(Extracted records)
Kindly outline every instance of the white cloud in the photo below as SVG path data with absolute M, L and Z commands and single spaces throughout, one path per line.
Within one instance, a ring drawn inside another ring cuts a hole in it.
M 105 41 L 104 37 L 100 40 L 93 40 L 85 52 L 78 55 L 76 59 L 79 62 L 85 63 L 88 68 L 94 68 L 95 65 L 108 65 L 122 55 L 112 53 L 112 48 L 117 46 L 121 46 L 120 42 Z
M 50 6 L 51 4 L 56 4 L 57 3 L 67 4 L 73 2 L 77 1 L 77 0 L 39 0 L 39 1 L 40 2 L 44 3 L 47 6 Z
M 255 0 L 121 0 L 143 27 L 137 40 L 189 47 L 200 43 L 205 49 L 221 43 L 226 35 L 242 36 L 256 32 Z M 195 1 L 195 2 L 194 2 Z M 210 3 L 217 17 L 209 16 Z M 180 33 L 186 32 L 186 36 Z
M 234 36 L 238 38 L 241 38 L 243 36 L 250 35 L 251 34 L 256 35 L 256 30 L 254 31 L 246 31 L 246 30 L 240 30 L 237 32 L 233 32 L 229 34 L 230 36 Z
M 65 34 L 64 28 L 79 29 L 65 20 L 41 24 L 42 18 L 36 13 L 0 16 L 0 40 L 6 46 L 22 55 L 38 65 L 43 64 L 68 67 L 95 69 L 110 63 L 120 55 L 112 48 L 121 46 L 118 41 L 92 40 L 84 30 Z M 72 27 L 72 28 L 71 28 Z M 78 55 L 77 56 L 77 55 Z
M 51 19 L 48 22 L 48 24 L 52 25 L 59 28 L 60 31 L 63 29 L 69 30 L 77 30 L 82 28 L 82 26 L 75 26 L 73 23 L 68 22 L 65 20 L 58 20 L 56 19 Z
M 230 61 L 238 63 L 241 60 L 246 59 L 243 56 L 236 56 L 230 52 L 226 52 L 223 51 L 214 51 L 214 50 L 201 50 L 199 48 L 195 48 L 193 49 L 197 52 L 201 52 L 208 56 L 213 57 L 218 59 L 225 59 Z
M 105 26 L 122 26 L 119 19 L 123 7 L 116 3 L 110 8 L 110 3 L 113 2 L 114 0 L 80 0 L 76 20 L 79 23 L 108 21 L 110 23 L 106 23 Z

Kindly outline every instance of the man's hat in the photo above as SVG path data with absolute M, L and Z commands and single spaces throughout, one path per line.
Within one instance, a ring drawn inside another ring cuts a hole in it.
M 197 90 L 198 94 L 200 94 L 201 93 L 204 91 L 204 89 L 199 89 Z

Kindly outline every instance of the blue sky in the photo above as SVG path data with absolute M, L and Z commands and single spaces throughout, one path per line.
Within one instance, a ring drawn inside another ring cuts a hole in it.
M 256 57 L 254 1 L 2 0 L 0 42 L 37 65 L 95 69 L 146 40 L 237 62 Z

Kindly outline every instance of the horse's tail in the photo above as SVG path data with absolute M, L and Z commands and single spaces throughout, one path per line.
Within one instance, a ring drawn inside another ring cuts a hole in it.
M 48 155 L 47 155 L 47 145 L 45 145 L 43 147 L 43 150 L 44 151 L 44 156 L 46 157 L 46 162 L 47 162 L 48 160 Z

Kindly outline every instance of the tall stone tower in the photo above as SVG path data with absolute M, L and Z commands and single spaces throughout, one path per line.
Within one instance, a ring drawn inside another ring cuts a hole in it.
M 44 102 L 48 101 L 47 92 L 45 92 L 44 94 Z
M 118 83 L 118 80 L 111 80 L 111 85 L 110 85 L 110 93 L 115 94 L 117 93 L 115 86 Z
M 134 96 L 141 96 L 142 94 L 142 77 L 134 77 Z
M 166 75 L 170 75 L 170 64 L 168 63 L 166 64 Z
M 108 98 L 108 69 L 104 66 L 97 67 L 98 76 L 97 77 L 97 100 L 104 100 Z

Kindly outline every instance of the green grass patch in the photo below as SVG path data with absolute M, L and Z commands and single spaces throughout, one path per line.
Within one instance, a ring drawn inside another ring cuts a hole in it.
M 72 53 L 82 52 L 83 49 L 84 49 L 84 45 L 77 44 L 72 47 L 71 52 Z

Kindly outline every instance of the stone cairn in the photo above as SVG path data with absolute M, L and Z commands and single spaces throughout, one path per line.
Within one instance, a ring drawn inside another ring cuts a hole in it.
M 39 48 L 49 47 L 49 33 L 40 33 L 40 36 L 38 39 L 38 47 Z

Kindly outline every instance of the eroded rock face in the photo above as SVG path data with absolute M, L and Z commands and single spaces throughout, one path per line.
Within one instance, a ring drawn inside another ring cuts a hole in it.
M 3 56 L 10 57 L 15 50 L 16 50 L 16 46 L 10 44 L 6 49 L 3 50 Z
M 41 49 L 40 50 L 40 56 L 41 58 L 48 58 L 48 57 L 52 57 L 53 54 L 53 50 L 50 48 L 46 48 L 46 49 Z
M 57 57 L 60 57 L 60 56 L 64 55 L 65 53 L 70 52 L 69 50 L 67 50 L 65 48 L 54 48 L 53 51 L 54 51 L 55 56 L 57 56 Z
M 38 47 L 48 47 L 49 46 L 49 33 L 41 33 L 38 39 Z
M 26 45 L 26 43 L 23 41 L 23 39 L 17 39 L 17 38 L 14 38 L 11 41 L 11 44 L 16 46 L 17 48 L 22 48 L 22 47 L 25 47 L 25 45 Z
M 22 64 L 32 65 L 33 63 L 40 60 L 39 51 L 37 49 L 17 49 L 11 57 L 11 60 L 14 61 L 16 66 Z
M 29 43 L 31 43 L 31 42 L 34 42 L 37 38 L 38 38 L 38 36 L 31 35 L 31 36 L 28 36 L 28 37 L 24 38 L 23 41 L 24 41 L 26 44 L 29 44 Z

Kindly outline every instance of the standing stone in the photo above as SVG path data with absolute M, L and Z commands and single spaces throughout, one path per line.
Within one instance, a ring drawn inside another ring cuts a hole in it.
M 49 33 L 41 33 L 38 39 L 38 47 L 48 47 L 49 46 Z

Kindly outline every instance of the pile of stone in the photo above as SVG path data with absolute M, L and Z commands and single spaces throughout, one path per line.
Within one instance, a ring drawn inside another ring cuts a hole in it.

*WHAT YOU WILL DO*: Convert the listing lines into a Markdown table with the columns Row and Line, skipping any blank lines. Start with the line containing "Kindly outline every instance of the man's" and continue through the line containing "M 197 90 L 198".

*WRITTEN ANSWER*:
| Row | Line |
|---|---|
| 1 | Kindly outline every instance of the man's hat in the photo above as SVG path data with absolute M, L and Z commands and single spaces throughout, one path per line. |
| 2 | Within one instance, a ring drawn inside another ring cuts a hole in it. |
| 3 | M 197 90 L 198 94 L 200 94 L 201 93 L 204 91 L 204 89 L 199 89 Z |